> [Problem] Where in the data below does the word "head" appear? Copy every line that has it.

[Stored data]
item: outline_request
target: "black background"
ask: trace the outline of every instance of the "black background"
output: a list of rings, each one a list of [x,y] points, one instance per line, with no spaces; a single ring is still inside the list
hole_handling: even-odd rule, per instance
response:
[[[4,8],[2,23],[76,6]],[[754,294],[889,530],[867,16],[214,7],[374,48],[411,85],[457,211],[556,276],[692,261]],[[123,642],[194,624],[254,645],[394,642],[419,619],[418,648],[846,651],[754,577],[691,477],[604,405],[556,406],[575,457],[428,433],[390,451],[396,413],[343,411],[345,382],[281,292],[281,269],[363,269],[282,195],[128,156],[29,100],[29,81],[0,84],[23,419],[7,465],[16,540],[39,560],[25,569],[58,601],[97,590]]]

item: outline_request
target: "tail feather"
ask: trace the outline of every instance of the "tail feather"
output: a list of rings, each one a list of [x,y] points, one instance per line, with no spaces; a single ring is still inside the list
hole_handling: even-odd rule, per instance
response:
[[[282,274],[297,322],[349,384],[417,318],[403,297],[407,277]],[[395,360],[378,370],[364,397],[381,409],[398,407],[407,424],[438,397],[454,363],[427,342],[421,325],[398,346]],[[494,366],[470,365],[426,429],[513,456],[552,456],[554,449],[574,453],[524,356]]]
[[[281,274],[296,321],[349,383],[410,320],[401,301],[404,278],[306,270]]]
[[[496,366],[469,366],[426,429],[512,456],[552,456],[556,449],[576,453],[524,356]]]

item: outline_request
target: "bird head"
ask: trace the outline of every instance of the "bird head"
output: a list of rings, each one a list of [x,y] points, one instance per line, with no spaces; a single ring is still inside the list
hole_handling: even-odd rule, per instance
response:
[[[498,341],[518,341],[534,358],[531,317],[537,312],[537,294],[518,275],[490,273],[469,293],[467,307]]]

> [Exercise answer]
target: "bird head"
ask: trace the outline of every instance of the "bird head"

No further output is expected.